** Task set **
a – According to the cellranger-atac aggr instructions, what does cellranger-atac do if the output folder already exists?
b – Reproduce the cellranger-atac aggr instructions starting at "library_id,fragments,cells" and ending at "Ranger ARC reference.", substituting "distinct" for "unique".
-------- Selection
You can either make the CSV file in a text editor, or create it in Excel and export to CSV. Continuing the example from the previous section, your Excel spreadsheet should look like this:

	A	B	C
1	library_id	fragments	cells
2	LV123	/opt/runs/LV123/outs/fragments.tsv.gz	/opt/runs/LV123/outs/singlecell.csv
3	LV456	/opt/runs/LV456/outs/fragments.tsv.gz	/opt/runs/LV456/outs/singlecell.csv
4	LV789	/opt/runs/LV789/outs/fragments.tsv.gz	/opt/runs/LV789/outs/singlecell.csv

When you save it as a CSV, the result looks like this:


library_id,fragments,cells
LV123,/opt/runs/LV123/outs/fragments.tsv.gz,/opt/runs/LV123/outs/singlecell.csv
LB456,/opt/runs/LB456/outs/fragments.tsv.gz,/opt/runs/LB456/outs/singlecell.csv
LP789,/opt/runs/LP789/outs/fragments.tsv.gz,/opt/runs/LP789/outs/singlecell.csv

These are the required command line arguments (also available through cellranger-atac aggr --help):

Argument	Description
`--id=ID`	A unique run id and output folder name [a-zA-Z0-9_-]+ of maximum length 64 characters.
`--csv=CSV`	Path to CSV file enumerating `cellranger-atac count` outputs (see Setting up a CSV).
`--reference=PATH`	Path to folder containing a Cell Ranger ATAC or Cell Ranger ARC reference.

See list of optional parameters on the command line arguments page.

After specifying input arguments and options, run cellranger-atac aggr:


$ cd /home/jdoe/runs
$ cellranger-atac aggr  --id=AGG123 \
                        --csv=AGG123_libraries.csv \
                        --normalize=depth \
                        --reference=/home/jdoe/refs/hg19

The pipeline will begin to run, creating a new folder named with the aggregation ID specified with the --id argument (e.g. /home/jdoe/runs/AGG123). If this output folder already exists, cellranger-atac will assume it is an existing pipestance and attempt to resume running it.
----------------
-------- Dataset records
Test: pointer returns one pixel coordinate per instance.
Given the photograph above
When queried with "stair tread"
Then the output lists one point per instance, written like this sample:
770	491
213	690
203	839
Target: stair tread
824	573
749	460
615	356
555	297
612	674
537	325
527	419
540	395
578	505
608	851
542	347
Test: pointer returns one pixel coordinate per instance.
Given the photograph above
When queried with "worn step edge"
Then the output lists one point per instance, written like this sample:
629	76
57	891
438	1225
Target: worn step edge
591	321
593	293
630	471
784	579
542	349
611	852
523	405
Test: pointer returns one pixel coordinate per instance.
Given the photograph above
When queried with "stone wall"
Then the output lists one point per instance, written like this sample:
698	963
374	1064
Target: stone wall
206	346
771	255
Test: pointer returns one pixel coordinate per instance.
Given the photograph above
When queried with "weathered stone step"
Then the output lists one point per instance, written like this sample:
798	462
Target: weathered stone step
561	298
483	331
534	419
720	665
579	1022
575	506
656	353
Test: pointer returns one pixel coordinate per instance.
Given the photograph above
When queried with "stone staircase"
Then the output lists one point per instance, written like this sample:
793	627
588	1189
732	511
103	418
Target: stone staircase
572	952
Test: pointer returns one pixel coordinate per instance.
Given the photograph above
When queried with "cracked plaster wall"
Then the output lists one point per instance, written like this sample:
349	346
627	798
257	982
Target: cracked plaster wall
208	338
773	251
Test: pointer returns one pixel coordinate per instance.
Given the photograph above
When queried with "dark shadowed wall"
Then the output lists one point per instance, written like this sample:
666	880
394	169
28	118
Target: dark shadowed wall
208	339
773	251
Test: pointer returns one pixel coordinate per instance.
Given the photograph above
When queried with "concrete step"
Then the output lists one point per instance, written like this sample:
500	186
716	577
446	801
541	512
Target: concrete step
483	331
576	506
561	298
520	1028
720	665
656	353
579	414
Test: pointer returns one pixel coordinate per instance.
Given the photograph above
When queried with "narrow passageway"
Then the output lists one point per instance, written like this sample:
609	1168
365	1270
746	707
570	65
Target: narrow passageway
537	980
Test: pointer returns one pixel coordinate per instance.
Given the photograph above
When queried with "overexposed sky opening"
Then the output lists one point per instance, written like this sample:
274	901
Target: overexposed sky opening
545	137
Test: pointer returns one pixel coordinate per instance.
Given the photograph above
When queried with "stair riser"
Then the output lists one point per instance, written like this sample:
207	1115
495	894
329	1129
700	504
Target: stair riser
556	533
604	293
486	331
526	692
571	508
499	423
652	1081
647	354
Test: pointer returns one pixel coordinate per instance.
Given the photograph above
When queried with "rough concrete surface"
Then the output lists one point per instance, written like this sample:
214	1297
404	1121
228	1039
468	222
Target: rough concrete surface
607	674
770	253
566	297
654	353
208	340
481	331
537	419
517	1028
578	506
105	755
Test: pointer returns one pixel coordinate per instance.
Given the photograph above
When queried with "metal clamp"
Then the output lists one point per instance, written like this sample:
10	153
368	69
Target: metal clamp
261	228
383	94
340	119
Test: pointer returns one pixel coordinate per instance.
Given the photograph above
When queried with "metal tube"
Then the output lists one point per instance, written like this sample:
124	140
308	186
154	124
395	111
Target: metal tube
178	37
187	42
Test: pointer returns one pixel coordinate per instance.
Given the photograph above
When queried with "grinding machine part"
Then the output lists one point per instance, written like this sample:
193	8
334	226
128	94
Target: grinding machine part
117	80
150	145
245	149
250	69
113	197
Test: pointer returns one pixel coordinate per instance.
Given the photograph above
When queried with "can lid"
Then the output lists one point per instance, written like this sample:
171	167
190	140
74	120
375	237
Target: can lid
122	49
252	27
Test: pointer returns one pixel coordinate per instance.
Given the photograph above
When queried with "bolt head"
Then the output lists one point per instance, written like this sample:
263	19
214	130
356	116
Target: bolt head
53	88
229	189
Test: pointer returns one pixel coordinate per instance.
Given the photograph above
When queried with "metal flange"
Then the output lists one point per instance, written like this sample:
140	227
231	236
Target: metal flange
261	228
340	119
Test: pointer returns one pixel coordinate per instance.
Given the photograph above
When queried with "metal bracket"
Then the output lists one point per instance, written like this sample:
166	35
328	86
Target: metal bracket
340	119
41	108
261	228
----------------
** Worked solutions **
a – It assumes the folder is an existing pipestance and attempts to resume running it.

b –
library_id,fragments,cells
LV123,/opt/runs/LV123/outs/fragments.tsv.gz,/opt/runs/LV123/outs/singlecell.csv
LB456,/opt/runs/LB456/outs/fragments.tsv.gz,/opt/runs/LB456/outs/singlecell.csv
LP789,/opt/runs/LP789/outs/fragments.tsv.gz,/opt/runs/LP789/outs/singlecell.csv

These are the required command line arguments (also available through cellranger-atac aggr --help):

Argument	Description
`--id=ID`	A distinct run id and output folder name [a-zA-Z0-9_-]+ of maximum length 64 characters.
`--csv=CSV`	Path to CSV file enumerating `cellranger-atac count` outputs (see Setting up a CSV).
`--reference=PATH`	Path to folder containing a Cell Ranger ATAC or Cell Ranger ARC reference.